(Records from a data collection)

***

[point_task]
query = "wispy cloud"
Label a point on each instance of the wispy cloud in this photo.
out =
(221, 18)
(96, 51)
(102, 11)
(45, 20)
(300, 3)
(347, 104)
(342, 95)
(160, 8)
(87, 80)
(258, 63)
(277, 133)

***

=== Your task ===
Return the records given above in their entirety, word for word.

=== Response for this exercise ===
[point_task]
query = "wispy cloud"
Label a point on each instance of the wispy cloud in this photo.
out =
(221, 18)
(96, 51)
(102, 11)
(45, 20)
(300, 3)
(347, 104)
(342, 95)
(160, 8)
(87, 80)
(258, 63)
(277, 133)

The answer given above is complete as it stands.